Rewrite the material from the line containing "shaped like [54,44]." through the final line, swapping "tarmac surface" for "asphalt surface" and keeping everything else the same.

******

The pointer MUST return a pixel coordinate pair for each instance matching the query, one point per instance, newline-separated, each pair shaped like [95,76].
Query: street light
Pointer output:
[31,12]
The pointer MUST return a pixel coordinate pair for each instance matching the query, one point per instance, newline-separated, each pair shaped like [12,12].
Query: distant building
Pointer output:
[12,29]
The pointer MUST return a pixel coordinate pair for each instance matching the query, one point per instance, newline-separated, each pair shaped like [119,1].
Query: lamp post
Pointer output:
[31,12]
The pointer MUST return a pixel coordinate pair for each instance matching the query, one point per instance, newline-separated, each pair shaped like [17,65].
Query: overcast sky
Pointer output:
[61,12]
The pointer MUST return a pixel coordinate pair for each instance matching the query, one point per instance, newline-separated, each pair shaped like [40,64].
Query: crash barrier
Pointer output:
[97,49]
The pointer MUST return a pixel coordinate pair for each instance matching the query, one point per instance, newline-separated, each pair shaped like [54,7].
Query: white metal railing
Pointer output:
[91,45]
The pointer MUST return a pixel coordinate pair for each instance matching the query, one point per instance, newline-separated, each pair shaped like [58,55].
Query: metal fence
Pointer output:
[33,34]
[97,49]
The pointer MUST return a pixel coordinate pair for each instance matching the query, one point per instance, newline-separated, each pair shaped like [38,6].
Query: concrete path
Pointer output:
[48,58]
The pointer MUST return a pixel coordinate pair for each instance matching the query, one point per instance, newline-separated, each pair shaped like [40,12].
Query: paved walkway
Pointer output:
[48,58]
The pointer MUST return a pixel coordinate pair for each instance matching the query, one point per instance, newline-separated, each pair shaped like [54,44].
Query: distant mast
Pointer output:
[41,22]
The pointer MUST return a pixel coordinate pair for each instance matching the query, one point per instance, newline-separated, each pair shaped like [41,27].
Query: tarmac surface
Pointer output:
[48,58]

******

## Written response
The pointer MUST return a pixel coordinate pair for each instance matching the query, one point per instance, newline-separated, each pair shaped like [54,44].
Query: distant mast
Pointer output:
[41,22]
The pointer MUST return a pixel coordinate pair for each instance matching the query, one point per instance, newline-separated, each pair shaped like [41,27].
Query: asphalt surface
Pointer output:
[48,58]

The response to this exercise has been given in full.